*Aim of the task*
Put the rows, from the start through the line containing "pixel 887 54", into a two-column CSV with the headers prompt_text and answer. Give one CSV line per row, with each field in double quotes and any line breaks replaced by spaces.

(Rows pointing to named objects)
● ● ●

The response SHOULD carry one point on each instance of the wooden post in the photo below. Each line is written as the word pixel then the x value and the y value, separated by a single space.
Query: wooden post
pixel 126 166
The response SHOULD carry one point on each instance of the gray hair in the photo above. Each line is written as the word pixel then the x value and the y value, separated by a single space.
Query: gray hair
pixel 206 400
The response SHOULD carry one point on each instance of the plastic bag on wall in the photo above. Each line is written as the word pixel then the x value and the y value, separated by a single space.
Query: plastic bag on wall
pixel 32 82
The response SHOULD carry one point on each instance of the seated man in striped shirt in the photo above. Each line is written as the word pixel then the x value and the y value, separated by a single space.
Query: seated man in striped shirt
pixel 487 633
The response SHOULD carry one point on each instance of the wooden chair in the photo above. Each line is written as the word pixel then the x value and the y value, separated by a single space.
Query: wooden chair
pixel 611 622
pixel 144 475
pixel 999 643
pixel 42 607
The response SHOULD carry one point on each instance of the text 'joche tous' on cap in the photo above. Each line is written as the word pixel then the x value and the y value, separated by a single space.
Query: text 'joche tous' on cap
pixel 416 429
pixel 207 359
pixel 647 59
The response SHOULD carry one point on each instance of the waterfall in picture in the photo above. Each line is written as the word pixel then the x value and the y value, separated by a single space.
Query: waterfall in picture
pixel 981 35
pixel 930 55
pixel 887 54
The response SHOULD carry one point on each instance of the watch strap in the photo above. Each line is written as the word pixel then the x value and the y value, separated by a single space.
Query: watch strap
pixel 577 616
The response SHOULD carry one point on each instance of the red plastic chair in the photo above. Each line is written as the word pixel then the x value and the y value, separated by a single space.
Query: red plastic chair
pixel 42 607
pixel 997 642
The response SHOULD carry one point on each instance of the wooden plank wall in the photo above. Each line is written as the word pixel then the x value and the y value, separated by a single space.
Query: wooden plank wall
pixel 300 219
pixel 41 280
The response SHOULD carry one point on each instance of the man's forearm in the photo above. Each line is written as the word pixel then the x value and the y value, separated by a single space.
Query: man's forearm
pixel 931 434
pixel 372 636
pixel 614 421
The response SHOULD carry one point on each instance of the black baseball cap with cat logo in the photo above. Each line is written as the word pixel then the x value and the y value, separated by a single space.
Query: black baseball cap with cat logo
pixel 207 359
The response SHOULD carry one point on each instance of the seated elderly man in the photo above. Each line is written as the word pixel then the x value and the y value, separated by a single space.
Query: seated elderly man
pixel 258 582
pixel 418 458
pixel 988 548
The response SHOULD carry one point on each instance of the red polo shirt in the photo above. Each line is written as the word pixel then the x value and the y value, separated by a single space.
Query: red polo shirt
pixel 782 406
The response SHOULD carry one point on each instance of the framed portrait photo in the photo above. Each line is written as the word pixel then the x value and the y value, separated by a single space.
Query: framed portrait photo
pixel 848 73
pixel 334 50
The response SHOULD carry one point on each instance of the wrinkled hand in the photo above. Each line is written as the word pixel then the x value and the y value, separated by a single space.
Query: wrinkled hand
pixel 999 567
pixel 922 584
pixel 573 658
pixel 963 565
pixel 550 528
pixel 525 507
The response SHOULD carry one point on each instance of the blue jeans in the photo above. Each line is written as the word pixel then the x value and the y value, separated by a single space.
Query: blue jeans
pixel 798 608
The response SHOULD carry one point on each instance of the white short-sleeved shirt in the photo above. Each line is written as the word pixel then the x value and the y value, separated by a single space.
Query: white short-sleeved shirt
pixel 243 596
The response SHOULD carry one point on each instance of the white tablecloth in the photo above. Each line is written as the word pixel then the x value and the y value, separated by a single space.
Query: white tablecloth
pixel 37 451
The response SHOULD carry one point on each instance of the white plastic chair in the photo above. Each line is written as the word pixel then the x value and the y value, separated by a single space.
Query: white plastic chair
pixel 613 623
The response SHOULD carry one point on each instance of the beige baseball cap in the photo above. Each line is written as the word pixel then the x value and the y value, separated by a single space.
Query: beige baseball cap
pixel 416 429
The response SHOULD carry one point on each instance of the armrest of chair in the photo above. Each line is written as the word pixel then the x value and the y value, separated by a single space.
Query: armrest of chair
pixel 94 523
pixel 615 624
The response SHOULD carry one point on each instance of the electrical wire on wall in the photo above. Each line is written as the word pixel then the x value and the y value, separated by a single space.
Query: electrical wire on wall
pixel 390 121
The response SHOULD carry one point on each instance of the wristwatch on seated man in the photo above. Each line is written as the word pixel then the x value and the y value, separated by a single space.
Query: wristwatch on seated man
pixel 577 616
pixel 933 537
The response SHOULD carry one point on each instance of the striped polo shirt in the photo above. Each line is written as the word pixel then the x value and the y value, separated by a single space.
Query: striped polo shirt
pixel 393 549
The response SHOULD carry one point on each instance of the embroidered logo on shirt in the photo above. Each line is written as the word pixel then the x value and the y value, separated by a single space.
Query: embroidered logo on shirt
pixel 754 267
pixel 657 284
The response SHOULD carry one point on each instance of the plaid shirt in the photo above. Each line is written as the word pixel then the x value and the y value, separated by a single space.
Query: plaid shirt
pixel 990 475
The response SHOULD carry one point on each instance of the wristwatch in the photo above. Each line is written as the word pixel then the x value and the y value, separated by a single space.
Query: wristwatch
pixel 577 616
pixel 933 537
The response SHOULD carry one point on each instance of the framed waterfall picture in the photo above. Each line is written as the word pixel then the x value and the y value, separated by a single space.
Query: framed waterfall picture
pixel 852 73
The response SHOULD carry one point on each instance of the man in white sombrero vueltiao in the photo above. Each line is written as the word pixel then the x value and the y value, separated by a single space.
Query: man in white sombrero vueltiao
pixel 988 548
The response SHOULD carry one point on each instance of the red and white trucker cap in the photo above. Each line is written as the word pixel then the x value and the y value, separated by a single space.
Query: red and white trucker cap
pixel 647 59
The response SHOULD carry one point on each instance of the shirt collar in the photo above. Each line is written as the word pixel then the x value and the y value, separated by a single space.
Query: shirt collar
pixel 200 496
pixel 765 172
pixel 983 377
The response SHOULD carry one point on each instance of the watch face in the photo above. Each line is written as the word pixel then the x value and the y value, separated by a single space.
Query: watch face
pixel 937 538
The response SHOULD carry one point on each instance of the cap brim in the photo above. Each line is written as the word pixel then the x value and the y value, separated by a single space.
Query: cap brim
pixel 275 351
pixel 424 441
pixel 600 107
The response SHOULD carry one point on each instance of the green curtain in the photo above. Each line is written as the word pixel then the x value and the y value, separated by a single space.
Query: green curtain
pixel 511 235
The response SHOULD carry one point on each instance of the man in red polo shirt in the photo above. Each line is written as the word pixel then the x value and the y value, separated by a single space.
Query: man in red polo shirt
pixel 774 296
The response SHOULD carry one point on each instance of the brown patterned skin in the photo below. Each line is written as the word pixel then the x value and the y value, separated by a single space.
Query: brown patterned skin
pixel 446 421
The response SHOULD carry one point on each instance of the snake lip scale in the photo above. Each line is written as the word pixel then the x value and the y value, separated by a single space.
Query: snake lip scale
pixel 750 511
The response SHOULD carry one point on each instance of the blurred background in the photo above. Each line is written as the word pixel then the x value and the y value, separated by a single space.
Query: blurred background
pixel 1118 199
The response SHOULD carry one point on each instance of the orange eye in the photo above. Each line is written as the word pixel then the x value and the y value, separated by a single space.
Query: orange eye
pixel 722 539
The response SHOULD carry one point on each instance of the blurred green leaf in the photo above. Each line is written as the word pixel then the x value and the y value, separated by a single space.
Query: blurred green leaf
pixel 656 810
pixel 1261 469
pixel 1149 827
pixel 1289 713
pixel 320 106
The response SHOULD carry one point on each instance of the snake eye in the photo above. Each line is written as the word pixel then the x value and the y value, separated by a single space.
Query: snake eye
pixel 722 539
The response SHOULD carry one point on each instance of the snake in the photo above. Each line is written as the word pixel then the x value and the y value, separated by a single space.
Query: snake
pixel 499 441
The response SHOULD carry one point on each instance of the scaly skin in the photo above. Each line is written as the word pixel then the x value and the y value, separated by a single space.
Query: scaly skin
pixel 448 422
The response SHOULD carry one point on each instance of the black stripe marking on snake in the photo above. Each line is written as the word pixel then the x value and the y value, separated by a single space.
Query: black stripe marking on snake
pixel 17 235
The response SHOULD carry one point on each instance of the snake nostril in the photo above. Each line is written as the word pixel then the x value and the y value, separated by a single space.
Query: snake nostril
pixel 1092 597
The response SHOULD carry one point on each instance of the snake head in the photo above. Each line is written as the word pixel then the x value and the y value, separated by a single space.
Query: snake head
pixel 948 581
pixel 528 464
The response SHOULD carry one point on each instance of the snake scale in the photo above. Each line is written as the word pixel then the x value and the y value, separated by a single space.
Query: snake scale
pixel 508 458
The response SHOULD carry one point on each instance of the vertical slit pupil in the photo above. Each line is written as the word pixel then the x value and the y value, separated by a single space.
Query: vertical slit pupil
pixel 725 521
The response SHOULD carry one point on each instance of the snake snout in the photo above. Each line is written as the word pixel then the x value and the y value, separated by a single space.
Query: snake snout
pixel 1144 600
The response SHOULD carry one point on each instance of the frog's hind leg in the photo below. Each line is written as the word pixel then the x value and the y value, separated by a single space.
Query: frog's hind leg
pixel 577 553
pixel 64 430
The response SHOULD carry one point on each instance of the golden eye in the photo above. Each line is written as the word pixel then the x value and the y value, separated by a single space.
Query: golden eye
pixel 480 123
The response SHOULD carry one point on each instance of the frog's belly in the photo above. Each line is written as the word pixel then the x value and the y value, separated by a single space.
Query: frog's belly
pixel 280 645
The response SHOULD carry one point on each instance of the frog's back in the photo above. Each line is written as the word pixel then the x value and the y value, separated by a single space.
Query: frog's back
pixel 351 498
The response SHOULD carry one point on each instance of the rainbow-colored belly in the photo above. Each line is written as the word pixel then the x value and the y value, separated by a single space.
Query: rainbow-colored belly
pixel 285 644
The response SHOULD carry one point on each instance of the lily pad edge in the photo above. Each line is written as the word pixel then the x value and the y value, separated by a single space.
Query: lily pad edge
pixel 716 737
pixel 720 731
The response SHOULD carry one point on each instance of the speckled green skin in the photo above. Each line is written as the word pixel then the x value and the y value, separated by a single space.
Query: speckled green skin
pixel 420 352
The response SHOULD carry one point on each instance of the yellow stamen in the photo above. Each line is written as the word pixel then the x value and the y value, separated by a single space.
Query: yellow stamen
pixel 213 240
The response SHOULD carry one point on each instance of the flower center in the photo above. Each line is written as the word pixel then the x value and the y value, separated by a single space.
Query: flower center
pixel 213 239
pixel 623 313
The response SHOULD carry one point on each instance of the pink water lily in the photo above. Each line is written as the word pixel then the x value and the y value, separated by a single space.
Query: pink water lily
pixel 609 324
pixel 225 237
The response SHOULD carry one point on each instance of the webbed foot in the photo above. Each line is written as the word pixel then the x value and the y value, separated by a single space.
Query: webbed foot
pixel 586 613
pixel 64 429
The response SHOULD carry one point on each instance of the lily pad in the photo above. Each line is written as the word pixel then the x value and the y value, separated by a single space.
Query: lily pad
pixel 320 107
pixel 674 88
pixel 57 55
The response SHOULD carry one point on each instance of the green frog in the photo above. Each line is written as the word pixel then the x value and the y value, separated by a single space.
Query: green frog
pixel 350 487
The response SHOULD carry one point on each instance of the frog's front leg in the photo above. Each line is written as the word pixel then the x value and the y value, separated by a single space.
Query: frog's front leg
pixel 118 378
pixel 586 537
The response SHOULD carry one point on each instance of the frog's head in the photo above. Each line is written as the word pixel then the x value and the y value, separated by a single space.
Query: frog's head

● ● ●

*Reply to the task*
prompt_text,answer
"The response SHOULD carry one point on each instance of the wooden post in the photo below. Each line is written as the word pixel then the x value and the y value, separated by a single space. Query: wooden post","pixel 126 166"
"The response SHOULD carry one point on each instance of the gray hair in the photo above. Each line is written as the word pixel then the x value and the y value, separated by a single space. Query: gray hair","pixel 206 400"
"The response SHOULD carry one point on each instance of the plastic bag on wall in the photo above. Each line is written as the word pixel then the x value and the y value, separated by a single space. Query: plastic bag on wall","pixel 32 82"
"The response SHOULD carry one point on each instance of the seated man in striped shirt in the photo above. Each line is written as the word pixel then the x value and the y value, separated by a single space. Query: seated man in striped shirt","pixel 487 633"
"The response SHOULD carry one point on each instance of the wooden chair in the photo above. Each line is written as the word pixel then the x value and the y value, separated by a single space. Query: wooden chair","pixel 611 622 pixel 144 475 pixel 999 643 pixel 42 607"
"The response SHOULD carry one point on each instance of the text 'joche tous' on cap in the photo above. Each line is written as the word pixel then the x value and the y value, separated by a single space. Query: text 'joche tous' on cap","pixel 416 429 pixel 207 359 pixel 647 59"
"The response SHOULD carry one point on each instance of the waterfall in picture in the photo above. Each line is written as the word pixel then the x value and the y value, separated by a single space. Query: waterfall in picture","pixel 981 35 pixel 930 55 pixel 887 54"